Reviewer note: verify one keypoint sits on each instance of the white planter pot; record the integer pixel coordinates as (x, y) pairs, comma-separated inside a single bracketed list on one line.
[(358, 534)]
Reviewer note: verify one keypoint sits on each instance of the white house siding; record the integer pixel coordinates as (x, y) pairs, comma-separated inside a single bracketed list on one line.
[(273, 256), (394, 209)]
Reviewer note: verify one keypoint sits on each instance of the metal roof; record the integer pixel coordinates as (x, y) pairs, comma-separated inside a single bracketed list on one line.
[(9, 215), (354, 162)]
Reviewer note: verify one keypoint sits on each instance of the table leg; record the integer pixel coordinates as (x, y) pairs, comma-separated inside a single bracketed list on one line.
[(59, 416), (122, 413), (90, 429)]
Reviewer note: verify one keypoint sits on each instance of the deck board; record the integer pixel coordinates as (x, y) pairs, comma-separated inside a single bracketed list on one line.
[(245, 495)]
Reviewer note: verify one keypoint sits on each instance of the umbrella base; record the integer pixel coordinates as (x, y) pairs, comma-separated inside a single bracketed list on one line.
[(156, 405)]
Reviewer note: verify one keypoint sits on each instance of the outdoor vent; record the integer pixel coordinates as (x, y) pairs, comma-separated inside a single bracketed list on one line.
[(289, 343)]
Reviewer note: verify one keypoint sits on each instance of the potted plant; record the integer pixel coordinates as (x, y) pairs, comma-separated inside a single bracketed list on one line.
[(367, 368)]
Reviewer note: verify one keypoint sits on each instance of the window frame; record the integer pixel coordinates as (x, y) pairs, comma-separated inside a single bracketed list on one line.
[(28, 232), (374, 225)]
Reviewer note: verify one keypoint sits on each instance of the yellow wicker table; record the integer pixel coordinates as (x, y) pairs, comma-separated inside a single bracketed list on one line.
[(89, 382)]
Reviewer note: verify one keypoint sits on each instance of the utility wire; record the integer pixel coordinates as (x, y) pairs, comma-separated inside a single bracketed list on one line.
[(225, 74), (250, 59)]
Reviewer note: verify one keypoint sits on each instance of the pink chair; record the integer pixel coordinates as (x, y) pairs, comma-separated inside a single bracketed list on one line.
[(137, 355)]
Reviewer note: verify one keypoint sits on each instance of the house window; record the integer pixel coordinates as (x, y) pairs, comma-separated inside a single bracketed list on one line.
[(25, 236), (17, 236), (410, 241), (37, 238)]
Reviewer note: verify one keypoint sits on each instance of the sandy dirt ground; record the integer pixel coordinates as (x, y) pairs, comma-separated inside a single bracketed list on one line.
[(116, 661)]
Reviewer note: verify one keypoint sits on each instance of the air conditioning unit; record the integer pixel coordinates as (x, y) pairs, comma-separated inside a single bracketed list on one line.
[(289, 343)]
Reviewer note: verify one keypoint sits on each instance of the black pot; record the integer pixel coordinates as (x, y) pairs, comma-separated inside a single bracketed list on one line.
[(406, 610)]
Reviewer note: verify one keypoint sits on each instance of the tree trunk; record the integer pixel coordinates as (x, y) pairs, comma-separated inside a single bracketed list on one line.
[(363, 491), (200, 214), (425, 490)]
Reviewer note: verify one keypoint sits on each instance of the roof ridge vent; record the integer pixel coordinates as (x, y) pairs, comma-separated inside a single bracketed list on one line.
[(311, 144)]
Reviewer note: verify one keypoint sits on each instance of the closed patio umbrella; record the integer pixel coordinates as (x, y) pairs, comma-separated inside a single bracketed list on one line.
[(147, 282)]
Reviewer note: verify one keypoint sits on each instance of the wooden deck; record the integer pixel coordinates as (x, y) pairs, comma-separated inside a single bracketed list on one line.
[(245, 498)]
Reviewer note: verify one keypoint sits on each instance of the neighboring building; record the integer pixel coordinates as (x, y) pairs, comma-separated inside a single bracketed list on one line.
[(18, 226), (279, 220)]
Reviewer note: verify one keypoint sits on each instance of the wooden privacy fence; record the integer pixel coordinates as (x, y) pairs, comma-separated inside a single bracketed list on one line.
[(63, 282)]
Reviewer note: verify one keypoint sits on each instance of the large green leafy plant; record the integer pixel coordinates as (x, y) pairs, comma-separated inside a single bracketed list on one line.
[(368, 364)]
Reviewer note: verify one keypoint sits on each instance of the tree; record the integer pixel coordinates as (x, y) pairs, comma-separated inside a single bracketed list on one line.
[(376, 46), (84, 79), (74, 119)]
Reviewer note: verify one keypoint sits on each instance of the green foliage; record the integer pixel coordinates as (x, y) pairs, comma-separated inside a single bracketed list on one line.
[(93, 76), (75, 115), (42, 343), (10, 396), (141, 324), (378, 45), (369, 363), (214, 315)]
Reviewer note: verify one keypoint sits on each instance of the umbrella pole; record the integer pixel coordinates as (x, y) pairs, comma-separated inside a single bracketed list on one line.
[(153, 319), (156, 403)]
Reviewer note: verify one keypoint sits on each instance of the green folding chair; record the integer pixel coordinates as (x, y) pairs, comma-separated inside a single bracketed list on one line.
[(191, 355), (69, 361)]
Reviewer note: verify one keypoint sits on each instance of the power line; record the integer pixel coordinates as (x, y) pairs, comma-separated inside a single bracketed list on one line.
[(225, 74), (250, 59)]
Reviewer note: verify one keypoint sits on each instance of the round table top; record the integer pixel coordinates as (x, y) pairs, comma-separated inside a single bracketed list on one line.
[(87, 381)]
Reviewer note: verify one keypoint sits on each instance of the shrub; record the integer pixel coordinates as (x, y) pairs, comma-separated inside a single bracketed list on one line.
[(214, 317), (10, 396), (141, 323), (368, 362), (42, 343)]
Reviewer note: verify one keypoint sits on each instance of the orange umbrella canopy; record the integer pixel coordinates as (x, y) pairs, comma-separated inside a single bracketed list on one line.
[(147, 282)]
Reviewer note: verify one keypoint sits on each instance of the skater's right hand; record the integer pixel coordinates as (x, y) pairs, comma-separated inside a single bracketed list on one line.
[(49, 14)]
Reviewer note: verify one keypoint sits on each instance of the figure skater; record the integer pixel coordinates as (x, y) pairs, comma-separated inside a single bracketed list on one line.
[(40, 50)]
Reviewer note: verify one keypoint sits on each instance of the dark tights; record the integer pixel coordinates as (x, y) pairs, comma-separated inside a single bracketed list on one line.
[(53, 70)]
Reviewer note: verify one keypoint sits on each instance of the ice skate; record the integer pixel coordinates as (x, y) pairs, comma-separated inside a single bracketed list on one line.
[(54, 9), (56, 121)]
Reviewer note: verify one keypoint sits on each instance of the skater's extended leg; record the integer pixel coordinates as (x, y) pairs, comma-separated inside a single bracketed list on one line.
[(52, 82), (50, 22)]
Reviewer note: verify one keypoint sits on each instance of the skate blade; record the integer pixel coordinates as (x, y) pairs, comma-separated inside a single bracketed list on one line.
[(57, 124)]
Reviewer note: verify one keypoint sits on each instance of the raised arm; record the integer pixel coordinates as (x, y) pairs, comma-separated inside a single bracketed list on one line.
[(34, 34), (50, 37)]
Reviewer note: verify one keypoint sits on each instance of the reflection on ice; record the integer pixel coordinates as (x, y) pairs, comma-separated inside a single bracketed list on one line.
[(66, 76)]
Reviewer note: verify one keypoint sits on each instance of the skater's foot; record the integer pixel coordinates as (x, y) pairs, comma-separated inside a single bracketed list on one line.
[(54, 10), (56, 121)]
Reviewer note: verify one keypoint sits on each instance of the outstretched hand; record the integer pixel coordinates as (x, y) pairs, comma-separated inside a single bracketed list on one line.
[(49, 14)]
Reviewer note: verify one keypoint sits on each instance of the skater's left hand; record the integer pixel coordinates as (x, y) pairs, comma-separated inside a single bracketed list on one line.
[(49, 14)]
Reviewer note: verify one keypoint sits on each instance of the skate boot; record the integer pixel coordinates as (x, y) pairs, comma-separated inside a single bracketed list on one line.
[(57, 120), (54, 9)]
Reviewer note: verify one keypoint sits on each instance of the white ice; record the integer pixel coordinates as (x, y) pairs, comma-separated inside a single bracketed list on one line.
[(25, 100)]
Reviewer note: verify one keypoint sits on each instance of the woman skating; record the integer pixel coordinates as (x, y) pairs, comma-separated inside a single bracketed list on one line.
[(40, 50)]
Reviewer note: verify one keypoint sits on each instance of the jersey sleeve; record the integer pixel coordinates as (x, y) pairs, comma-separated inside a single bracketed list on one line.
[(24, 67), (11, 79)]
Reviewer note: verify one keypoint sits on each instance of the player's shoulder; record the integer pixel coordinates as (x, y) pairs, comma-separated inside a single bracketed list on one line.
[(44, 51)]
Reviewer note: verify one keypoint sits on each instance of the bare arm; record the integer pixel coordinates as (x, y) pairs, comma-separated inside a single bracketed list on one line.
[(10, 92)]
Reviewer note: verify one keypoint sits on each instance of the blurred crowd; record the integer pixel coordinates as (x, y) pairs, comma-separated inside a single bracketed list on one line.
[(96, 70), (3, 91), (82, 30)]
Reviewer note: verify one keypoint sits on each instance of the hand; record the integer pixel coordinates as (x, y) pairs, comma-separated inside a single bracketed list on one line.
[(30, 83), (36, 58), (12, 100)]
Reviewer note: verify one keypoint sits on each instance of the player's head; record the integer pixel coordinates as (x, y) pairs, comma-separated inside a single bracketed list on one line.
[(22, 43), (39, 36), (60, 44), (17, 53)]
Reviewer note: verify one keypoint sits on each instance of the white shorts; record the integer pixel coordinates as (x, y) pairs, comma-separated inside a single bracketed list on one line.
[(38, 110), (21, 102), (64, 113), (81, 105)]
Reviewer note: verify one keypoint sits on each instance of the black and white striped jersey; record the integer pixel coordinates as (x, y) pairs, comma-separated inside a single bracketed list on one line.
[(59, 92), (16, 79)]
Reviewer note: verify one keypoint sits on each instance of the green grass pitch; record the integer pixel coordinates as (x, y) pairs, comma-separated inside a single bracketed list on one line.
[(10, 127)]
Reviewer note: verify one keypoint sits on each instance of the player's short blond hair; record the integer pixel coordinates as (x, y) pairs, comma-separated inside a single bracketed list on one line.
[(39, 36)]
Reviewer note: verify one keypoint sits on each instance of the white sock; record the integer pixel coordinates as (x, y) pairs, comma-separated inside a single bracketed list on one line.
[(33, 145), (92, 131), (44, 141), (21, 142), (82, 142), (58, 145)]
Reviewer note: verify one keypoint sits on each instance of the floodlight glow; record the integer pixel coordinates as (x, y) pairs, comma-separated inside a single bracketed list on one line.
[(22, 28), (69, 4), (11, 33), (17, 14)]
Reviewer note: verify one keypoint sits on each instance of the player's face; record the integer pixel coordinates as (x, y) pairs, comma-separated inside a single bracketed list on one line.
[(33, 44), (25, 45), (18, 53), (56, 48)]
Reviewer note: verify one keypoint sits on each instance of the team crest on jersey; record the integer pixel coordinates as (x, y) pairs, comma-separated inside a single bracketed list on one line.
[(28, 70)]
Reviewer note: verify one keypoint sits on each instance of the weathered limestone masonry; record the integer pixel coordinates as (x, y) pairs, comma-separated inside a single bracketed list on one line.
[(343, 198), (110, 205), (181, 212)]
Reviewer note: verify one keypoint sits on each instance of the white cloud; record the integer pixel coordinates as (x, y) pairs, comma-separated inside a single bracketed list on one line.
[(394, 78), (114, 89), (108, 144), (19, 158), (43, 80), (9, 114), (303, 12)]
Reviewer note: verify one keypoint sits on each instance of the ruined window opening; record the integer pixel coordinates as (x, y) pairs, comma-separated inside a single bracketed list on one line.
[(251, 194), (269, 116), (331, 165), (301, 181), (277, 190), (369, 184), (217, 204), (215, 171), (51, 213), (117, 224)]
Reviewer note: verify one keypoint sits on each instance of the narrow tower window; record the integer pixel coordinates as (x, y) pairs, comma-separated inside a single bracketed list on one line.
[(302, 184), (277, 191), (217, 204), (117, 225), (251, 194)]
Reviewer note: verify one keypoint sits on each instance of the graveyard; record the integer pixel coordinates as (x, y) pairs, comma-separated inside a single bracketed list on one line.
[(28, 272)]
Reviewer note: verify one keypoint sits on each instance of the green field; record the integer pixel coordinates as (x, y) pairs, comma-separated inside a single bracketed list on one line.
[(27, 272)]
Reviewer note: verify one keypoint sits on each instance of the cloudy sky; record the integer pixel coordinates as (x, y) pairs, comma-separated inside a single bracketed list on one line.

● ● ● ● ● ● ●

▶ EXERCISE AIM
From the line containing "the green field;" down to the last line, reproduce the records exactly. Include both ends.

▶ ANSWER FOR THE TASK
Reviewer note: verify one keypoint sits on each instance of the green field; record the integer pixel coordinates as (x, y) pairs, comma-separated inside a single bracketed list on one line.
[(27, 272)]
Reviewer note: verify one keypoint sits on each instance of the cloudy sky; record the integer pixel coordinates as (x, y) pairs, comma-separated inside a single bracketed list on one line.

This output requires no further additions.